_RECORDS SHOWN_:
Begin
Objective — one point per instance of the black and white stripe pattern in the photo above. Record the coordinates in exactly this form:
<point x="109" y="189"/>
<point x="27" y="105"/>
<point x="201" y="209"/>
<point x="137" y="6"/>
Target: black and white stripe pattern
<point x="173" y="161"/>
End
_DIRECTIONS FOR THIS TASK_: Arrange every line of the entries above as a JSON list of strings, one string per line, and omit any blank lines.

_FULL RESPONSE_:
[
  "Objective — one point per instance of the black and white stripe pattern in the photo above. Record the coordinates in exactly this form:",
  "<point x=\"109\" y=\"189\"/>",
  "<point x=\"27\" y=\"105\"/>",
  "<point x=\"201\" y=\"209\"/>",
  "<point x=\"137\" y=\"6\"/>",
  "Target: black and white stripe pattern",
  "<point x=\"173\" y=\"161\"/>"
]